▶ Requirement: Everything from the line with "drop a point: the tree bark" through the last line of the records below should be copied exactly, both ends included.

Point-based annotation data:
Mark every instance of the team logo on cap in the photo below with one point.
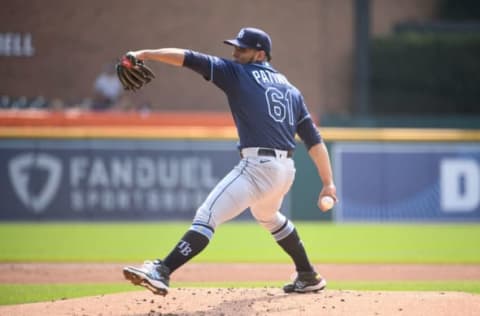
(241, 33)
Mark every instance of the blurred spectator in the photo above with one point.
(107, 88)
(56, 104)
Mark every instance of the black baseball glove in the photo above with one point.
(133, 73)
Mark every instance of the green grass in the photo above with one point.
(241, 242)
(29, 293)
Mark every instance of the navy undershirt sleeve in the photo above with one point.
(199, 63)
(308, 133)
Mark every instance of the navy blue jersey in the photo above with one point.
(266, 108)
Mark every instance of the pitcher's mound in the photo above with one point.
(258, 301)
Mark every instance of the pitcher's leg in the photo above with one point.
(228, 199)
(285, 234)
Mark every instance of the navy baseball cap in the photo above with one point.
(250, 37)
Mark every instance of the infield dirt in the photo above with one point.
(248, 301)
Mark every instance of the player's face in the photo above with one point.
(245, 55)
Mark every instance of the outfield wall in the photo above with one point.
(164, 170)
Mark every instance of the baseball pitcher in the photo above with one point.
(268, 112)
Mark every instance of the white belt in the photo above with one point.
(265, 152)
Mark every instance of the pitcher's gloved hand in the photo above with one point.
(133, 73)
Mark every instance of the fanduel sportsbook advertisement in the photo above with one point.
(109, 179)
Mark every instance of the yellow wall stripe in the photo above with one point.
(229, 132)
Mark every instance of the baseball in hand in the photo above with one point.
(327, 202)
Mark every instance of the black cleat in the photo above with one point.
(306, 282)
(153, 275)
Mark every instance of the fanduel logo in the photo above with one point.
(20, 169)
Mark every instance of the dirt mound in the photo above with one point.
(263, 301)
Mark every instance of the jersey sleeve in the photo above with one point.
(221, 72)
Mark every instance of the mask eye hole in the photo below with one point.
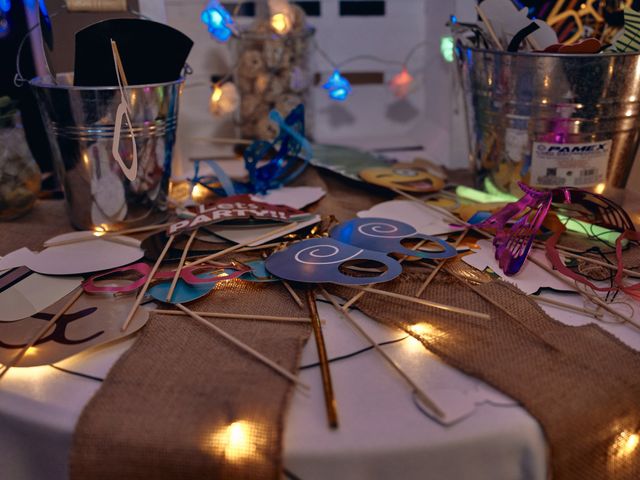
(429, 246)
(362, 268)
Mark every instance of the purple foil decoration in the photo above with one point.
(513, 244)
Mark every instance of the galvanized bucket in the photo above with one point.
(81, 122)
(552, 119)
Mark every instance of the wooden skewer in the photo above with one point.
(233, 248)
(327, 385)
(421, 301)
(15, 360)
(489, 26)
(359, 295)
(419, 392)
(441, 264)
(270, 363)
(233, 316)
(293, 294)
(145, 287)
(593, 298)
(183, 257)
(595, 261)
(105, 235)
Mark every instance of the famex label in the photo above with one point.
(569, 164)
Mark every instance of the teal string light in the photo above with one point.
(337, 86)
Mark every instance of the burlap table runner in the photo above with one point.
(184, 403)
(580, 383)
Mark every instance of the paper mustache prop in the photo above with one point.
(24, 293)
(91, 321)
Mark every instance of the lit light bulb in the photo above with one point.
(338, 87)
(280, 23)
(281, 16)
(224, 99)
(401, 83)
(447, 48)
(217, 20)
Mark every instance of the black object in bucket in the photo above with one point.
(151, 52)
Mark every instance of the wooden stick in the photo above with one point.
(15, 360)
(441, 264)
(593, 298)
(282, 229)
(359, 295)
(116, 54)
(105, 235)
(595, 261)
(243, 346)
(183, 257)
(418, 391)
(293, 294)
(327, 386)
(489, 26)
(234, 316)
(504, 310)
(145, 287)
(421, 301)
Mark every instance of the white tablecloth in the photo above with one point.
(382, 433)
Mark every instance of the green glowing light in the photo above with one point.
(577, 226)
(447, 46)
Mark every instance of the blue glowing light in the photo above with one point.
(338, 87)
(217, 20)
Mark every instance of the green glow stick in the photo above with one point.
(578, 226)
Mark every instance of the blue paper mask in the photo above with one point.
(318, 260)
(385, 235)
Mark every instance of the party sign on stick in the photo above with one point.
(237, 209)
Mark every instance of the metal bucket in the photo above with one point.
(80, 123)
(552, 119)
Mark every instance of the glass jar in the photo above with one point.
(19, 172)
(272, 71)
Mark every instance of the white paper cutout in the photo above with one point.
(33, 294)
(75, 258)
(244, 234)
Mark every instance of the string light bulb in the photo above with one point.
(218, 21)
(224, 99)
(281, 16)
(337, 86)
(401, 83)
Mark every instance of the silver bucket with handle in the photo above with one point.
(105, 191)
(552, 119)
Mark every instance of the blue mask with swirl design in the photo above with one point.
(318, 260)
(385, 235)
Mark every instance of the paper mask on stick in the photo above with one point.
(91, 321)
(318, 260)
(32, 293)
(385, 235)
(73, 259)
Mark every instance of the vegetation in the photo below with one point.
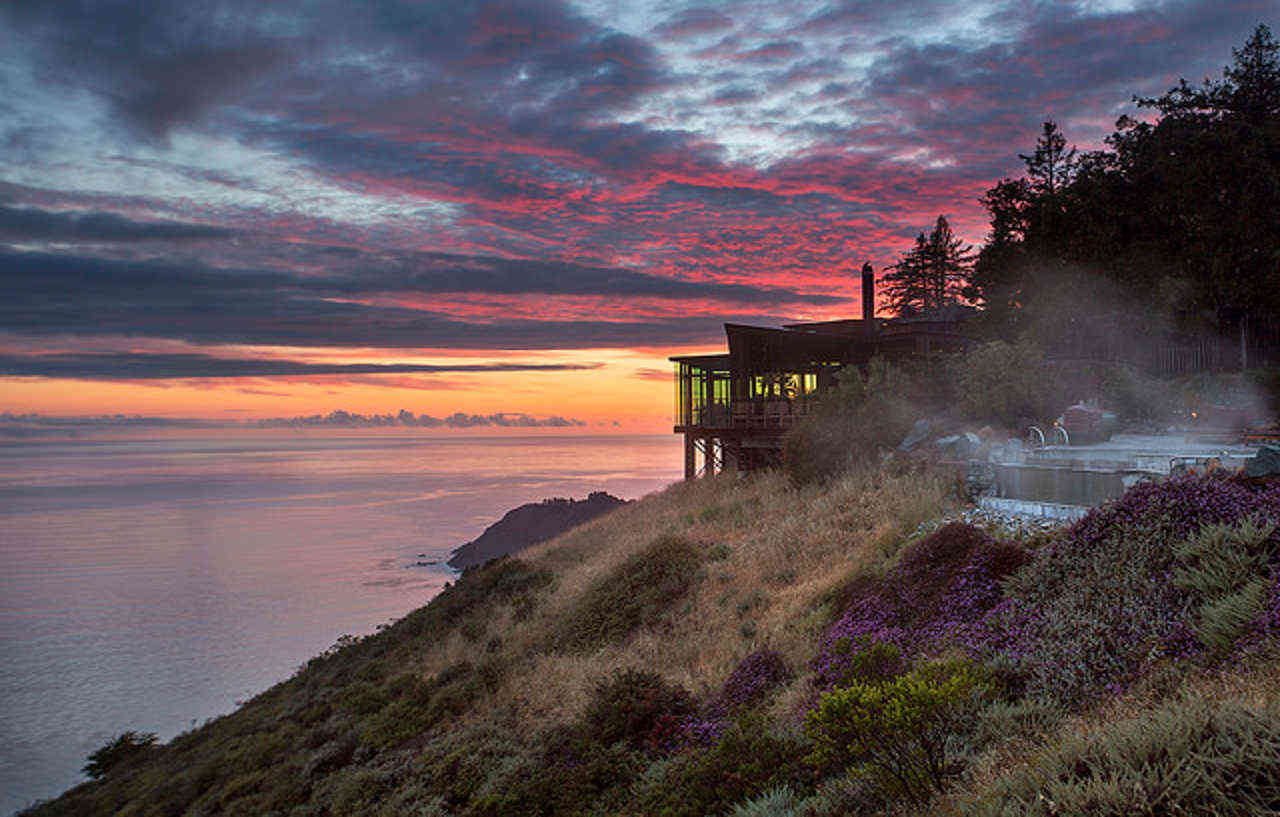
(931, 275)
(801, 643)
(1175, 217)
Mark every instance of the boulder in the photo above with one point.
(918, 434)
(1265, 464)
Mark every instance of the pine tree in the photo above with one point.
(929, 275)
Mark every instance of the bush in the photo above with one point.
(1226, 569)
(867, 411)
(746, 761)
(933, 599)
(1188, 758)
(572, 774)
(1097, 606)
(126, 748)
(754, 678)
(632, 704)
(859, 658)
(780, 802)
(639, 593)
(1006, 383)
(897, 730)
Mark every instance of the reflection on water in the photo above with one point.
(151, 584)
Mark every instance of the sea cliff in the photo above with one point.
(739, 646)
(530, 524)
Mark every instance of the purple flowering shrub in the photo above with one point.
(749, 684)
(754, 678)
(1100, 603)
(935, 598)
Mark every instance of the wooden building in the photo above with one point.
(734, 409)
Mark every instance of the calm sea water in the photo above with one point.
(151, 584)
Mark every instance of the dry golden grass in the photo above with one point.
(1255, 687)
(775, 552)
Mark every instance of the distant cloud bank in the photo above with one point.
(35, 425)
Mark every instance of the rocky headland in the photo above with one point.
(530, 524)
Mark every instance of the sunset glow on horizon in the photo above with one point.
(237, 210)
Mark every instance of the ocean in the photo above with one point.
(151, 584)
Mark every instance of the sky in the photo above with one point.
(248, 209)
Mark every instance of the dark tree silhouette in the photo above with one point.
(1178, 214)
(932, 274)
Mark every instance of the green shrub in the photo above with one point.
(1226, 570)
(859, 658)
(897, 730)
(126, 748)
(780, 802)
(460, 761)
(631, 704)
(1006, 383)
(571, 772)
(639, 593)
(748, 760)
(423, 704)
(1004, 720)
(868, 411)
(1188, 758)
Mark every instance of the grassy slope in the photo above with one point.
(442, 711)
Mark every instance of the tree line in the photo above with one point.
(1175, 224)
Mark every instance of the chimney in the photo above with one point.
(868, 299)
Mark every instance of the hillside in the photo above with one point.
(737, 646)
(530, 524)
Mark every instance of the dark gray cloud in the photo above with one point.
(46, 295)
(33, 425)
(152, 366)
(31, 223)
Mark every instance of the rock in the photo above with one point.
(979, 479)
(918, 434)
(959, 446)
(530, 524)
(1265, 464)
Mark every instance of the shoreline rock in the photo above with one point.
(530, 524)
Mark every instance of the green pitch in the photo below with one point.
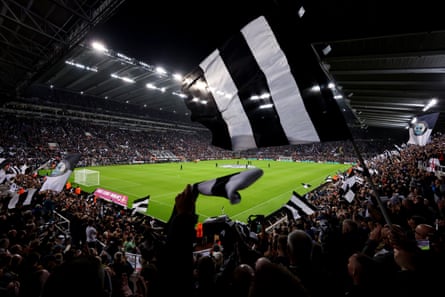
(165, 180)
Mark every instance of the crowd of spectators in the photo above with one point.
(346, 248)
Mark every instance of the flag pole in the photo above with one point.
(373, 187)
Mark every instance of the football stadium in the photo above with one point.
(226, 150)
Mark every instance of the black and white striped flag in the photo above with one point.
(265, 87)
(140, 205)
(228, 186)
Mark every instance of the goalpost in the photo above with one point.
(87, 177)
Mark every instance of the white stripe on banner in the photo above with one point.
(294, 212)
(229, 104)
(285, 93)
(307, 210)
(29, 195)
(14, 200)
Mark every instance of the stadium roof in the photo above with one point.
(389, 61)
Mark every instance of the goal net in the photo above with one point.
(285, 158)
(87, 177)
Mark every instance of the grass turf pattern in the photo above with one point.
(163, 181)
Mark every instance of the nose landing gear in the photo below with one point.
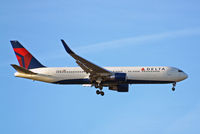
(173, 88)
(98, 85)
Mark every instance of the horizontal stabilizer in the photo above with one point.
(21, 69)
(87, 85)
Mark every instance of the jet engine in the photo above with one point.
(119, 88)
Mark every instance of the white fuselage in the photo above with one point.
(135, 75)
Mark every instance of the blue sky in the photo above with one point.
(108, 33)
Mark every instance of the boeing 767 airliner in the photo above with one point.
(90, 74)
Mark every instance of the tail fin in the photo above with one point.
(25, 59)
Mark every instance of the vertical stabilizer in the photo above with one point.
(25, 59)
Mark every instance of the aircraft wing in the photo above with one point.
(86, 65)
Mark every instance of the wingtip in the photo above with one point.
(66, 47)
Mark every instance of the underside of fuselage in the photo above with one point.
(87, 81)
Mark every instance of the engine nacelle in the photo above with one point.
(119, 77)
(120, 88)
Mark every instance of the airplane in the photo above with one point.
(90, 74)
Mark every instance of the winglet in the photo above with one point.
(66, 47)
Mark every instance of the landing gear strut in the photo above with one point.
(100, 92)
(173, 88)
(98, 85)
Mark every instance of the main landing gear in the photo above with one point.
(173, 88)
(100, 92)
(100, 89)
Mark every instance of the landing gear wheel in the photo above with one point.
(102, 93)
(98, 92)
(173, 88)
(96, 86)
(100, 87)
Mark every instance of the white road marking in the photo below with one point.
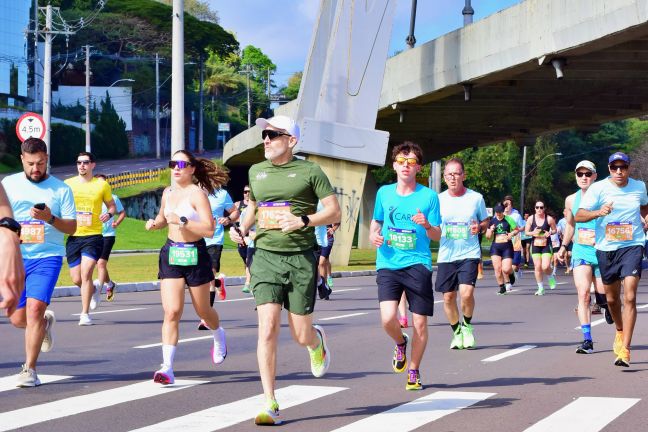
(111, 311)
(343, 316)
(9, 383)
(222, 416)
(417, 413)
(80, 404)
(509, 353)
(585, 414)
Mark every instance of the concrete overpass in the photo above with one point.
(504, 63)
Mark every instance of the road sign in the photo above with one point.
(30, 125)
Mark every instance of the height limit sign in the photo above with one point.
(30, 125)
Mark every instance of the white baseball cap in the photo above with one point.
(280, 122)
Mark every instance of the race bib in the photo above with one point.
(183, 254)
(402, 239)
(540, 241)
(32, 231)
(586, 236)
(457, 230)
(268, 213)
(618, 231)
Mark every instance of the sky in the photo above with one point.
(282, 29)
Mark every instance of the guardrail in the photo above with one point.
(130, 178)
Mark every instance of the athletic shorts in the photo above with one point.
(286, 278)
(616, 265)
(41, 275)
(215, 252)
(451, 275)
(78, 246)
(194, 275)
(416, 281)
(504, 250)
(577, 262)
(109, 242)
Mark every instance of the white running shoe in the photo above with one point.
(219, 350)
(84, 319)
(27, 378)
(48, 342)
(96, 295)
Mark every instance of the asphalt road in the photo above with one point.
(537, 382)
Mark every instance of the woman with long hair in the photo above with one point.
(184, 259)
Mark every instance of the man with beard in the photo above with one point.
(44, 207)
(283, 199)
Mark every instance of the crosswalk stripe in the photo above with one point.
(222, 416)
(89, 402)
(9, 382)
(585, 414)
(417, 413)
(509, 353)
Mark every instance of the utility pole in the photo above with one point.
(157, 106)
(177, 80)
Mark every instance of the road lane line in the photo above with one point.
(343, 316)
(80, 404)
(9, 383)
(417, 413)
(589, 414)
(112, 311)
(509, 353)
(222, 416)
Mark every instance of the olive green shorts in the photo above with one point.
(286, 278)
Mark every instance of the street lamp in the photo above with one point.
(525, 175)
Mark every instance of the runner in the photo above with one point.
(541, 226)
(283, 197)
(44, 207)
(406, 217)
(84, 247)
(109, 233)
(584, 262)
(184, 259)
(502, 229)
(618, 205)
(464, 216)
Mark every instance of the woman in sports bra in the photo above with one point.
(540, 226)
(184, 260)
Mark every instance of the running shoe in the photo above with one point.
(219, 350)
(623, 358)
(96, 295)
(269, 416)
(164, 375)
(467, 335)
(399, 361)
(413, 380)
(320, 356)
(222, 293)
(27, 378)
(618, 343)
(587, 347)
(457, 339)
(48, 342)
(111, 288)
(85, 320)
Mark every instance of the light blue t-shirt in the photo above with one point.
(23, 194)
(457, 214)
(219, 201)
(406, 243)
(108, 230)
(625, 219)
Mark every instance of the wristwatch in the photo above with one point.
(10, 224)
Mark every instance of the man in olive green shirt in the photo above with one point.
(284, 192)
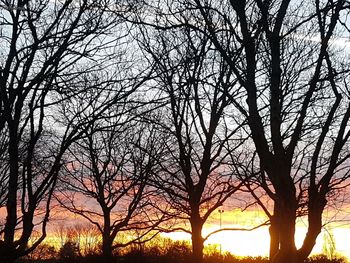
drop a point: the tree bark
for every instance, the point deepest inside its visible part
(197, 240)
(274, 236)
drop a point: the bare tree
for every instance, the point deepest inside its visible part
(197, 175)
(284, 56)
(44, 45)
(109, 171)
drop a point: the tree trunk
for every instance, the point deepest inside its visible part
(286, 227)
(7, 247)
(197, 240)
(107, 248)
(315, 207)
(274, 237)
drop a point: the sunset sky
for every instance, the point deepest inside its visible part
(256, 242)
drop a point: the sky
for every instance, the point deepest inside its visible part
(256, 242)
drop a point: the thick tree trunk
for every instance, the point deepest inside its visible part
(107, 248)
(7, 247)
(11, 205)
(315, 207)
(107, 240)
(286, 218)
(197, 240)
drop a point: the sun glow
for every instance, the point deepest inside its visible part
(256, 242)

▶ Complete output:
drop a point: the tree bark
for every instance, the point deepest inside its visible part
(197, 240)
(274, 236)
drop a point: the bare tree
for every instance, the point deepest inside its visible part
(197, 175)
(284, 56)
(44, 45)
(109, 171)
drop a point: the tree trunk
for every instance, the point deepest inside its visible part
(286, 227)
(7, 247)
(197, 240)
(107, 248)
(315, 207)
(274, 237)
drop a point: the sunset sky
for every instance, the point deepest inside its visible part
(256, 242)
drop a point: the sky
for every instance, the point deepest inside its visible part
(256, 242)
drop a point: the thick tree trunk
for every instance, the point deepest inside its visible part
(107, 248)
(7, 247)
(11, 205)
(315, 207)
(107, 240)
(286, 218)
(197, 240)
drop a point: the sun glow
for every instance, the point deepest inside its visible part
(256, 242)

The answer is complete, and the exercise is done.